======== SOURCE DATA
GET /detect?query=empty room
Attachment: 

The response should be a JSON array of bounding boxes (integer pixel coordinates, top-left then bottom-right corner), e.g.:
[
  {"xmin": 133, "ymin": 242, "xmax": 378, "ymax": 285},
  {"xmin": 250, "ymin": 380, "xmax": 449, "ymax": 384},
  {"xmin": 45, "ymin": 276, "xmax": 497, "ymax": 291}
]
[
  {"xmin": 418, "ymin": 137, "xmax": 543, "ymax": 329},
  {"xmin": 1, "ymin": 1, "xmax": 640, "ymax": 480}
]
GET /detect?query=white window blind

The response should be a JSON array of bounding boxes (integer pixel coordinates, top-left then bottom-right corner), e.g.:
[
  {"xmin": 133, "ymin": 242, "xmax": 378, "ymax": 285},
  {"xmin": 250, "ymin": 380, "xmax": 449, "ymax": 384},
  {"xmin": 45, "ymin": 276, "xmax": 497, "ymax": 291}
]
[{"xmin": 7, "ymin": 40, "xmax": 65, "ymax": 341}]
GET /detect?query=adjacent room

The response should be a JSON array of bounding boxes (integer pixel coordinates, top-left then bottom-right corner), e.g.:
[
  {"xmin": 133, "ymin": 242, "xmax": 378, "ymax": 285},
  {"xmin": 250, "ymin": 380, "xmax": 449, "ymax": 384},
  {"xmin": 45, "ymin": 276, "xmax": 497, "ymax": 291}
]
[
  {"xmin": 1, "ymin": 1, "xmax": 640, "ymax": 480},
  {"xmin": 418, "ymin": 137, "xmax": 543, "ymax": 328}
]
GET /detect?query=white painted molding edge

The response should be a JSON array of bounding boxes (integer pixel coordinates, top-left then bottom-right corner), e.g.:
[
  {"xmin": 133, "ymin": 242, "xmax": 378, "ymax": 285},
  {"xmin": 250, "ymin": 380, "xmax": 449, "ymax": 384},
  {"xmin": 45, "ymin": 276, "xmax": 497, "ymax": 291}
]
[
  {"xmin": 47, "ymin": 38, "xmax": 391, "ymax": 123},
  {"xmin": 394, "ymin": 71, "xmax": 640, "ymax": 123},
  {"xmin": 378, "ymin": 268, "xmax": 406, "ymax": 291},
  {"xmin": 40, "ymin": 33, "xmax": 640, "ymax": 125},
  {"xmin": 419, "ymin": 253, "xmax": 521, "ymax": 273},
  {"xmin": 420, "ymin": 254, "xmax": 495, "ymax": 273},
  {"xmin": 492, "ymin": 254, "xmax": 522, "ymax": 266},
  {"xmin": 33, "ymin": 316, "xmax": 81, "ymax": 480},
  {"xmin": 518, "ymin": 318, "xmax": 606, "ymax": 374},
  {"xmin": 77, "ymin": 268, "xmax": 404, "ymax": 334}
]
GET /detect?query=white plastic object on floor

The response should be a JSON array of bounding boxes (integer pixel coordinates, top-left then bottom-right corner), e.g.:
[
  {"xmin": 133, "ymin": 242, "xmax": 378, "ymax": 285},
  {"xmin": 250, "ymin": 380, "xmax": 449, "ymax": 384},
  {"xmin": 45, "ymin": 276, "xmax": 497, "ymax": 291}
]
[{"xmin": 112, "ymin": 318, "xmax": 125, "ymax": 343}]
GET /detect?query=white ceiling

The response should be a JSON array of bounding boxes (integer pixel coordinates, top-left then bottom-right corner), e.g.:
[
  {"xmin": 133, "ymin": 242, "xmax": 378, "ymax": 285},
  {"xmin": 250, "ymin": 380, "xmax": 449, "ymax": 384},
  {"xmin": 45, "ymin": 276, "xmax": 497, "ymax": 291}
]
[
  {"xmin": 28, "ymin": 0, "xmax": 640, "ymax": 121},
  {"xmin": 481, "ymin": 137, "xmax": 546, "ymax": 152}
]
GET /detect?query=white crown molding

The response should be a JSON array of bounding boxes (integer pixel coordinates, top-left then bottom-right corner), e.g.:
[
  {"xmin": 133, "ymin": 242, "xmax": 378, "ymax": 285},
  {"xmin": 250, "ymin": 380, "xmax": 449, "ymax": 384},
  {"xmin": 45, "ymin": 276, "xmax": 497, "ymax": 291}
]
================
● TASK DETAILS:
Each line of the listing above that contains the word "molding" is to be copied.

● TASK RESULT:
GET /detect?query=white painted molding edge
GET /detect?query=white crown molding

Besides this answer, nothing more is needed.